Work instruction:
Please write out the line containing "Scans the image above for the hairy" and each line after it through the end of the data, exactly, and nothing else.

Source data:
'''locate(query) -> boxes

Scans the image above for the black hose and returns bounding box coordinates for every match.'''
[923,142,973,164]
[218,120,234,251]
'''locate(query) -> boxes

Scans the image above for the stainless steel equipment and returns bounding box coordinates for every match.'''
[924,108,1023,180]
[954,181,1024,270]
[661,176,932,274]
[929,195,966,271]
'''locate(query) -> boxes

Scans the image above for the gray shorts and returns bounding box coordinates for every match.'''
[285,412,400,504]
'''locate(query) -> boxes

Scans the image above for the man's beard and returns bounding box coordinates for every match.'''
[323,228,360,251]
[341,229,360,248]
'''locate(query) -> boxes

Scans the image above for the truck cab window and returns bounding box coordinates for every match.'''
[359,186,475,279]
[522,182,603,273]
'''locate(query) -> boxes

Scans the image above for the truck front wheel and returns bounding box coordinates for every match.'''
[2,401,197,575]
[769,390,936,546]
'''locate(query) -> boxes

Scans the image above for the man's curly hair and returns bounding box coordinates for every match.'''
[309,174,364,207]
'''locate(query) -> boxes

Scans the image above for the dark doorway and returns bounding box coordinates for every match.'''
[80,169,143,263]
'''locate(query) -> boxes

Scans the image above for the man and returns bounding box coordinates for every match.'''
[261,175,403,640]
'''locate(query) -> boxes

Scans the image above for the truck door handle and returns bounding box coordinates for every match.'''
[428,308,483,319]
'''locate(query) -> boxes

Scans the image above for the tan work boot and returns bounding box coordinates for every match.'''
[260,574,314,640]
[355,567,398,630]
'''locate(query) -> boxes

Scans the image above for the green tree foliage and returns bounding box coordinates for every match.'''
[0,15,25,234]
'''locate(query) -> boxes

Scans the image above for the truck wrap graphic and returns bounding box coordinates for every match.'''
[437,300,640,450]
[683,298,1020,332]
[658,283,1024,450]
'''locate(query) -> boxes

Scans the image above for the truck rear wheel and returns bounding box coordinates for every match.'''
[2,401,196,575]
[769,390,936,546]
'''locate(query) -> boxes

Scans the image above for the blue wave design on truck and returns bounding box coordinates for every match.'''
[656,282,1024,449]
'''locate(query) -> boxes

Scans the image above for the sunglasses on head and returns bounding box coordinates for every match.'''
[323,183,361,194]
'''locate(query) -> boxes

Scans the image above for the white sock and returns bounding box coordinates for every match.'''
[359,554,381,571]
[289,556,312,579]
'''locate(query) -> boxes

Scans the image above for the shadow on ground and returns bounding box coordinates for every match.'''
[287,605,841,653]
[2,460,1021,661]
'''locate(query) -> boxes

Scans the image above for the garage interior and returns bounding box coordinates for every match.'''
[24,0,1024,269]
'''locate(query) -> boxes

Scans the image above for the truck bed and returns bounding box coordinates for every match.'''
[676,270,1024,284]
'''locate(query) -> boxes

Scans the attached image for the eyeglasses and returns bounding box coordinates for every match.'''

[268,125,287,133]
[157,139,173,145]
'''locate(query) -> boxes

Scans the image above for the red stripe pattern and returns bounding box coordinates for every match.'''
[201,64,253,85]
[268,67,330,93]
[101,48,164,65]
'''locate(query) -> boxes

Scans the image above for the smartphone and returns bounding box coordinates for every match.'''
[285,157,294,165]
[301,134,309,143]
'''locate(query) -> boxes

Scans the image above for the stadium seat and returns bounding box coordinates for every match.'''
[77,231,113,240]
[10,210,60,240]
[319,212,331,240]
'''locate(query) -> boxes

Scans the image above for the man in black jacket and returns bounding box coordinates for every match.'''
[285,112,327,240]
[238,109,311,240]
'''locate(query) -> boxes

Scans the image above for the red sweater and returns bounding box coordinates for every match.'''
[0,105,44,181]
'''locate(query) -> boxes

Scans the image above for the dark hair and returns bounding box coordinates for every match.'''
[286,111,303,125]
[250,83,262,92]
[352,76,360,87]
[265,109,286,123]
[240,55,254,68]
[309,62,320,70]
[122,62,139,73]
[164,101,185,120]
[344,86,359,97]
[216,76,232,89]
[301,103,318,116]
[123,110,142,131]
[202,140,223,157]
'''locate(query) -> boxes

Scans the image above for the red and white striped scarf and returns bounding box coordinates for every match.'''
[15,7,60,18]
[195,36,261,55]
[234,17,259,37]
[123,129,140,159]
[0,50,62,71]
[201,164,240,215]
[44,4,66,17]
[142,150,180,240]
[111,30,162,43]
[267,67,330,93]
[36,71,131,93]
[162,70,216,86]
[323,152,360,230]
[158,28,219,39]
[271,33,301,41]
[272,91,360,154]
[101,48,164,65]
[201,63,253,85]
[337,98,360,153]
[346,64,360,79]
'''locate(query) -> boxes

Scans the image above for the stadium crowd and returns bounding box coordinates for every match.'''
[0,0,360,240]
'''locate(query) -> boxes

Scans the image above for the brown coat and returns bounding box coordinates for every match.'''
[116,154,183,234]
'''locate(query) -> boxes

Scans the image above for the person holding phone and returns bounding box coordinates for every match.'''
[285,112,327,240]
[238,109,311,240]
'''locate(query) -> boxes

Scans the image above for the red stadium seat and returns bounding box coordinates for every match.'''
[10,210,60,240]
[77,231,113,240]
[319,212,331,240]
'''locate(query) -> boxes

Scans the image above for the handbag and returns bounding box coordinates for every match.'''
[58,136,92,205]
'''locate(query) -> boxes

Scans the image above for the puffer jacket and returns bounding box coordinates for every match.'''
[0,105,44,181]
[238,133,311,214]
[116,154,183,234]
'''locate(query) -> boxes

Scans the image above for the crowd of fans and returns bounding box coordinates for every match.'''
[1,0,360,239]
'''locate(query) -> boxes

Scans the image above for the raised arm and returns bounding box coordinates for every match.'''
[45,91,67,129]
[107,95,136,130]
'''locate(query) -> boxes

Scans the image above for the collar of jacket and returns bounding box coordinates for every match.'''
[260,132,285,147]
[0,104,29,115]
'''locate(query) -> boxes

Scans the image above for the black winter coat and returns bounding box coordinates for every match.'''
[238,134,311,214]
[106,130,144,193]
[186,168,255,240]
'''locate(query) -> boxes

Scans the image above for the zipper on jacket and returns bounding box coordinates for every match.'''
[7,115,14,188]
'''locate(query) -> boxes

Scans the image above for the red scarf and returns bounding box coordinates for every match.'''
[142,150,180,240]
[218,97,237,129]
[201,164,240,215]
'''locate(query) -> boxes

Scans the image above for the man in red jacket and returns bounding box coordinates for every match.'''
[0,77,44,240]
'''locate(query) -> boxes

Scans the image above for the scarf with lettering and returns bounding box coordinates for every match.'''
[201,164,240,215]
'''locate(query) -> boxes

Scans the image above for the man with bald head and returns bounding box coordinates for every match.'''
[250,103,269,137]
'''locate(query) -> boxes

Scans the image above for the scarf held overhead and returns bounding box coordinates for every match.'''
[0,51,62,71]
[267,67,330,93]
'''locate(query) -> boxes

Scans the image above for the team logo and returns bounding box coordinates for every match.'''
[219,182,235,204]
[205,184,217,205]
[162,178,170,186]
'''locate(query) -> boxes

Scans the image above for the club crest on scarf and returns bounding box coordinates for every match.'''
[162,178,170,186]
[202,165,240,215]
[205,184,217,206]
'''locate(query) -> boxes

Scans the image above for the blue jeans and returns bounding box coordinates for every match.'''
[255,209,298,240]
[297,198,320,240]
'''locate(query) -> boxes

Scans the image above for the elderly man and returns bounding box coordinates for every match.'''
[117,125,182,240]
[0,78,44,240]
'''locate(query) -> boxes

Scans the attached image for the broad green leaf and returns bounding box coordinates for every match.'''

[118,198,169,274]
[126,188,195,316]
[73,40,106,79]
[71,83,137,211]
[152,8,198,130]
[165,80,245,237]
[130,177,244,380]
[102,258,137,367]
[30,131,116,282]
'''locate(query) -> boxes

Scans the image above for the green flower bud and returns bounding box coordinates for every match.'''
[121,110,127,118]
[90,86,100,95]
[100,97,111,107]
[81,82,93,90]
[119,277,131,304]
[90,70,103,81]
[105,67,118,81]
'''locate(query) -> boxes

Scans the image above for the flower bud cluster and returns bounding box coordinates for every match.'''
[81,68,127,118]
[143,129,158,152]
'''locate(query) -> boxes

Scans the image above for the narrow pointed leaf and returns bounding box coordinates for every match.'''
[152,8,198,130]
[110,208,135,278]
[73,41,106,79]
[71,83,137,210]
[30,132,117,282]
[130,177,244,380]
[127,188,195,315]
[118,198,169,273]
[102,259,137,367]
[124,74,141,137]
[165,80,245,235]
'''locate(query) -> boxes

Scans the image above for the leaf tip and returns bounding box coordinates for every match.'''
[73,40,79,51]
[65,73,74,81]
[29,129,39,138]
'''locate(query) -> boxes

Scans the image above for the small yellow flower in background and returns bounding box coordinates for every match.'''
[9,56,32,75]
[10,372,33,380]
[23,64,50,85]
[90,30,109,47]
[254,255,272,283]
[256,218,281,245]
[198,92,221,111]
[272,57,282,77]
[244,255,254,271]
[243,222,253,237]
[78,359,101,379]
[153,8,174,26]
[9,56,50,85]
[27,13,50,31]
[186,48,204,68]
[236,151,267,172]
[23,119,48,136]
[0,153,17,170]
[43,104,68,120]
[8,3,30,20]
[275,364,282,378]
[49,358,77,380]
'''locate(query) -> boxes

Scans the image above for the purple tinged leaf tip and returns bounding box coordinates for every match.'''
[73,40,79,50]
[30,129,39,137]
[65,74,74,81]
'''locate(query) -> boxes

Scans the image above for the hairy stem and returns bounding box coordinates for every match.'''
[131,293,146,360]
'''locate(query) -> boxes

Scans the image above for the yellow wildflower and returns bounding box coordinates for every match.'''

Answer area:
Scans the image above for the hairy stem and returns bounding box coordinates for every match.'''
[131,293,146,360]
'''locate(query) -> boxes

Scans the image above for the yellow wildflower and returns bounding box coordinates for every match.'''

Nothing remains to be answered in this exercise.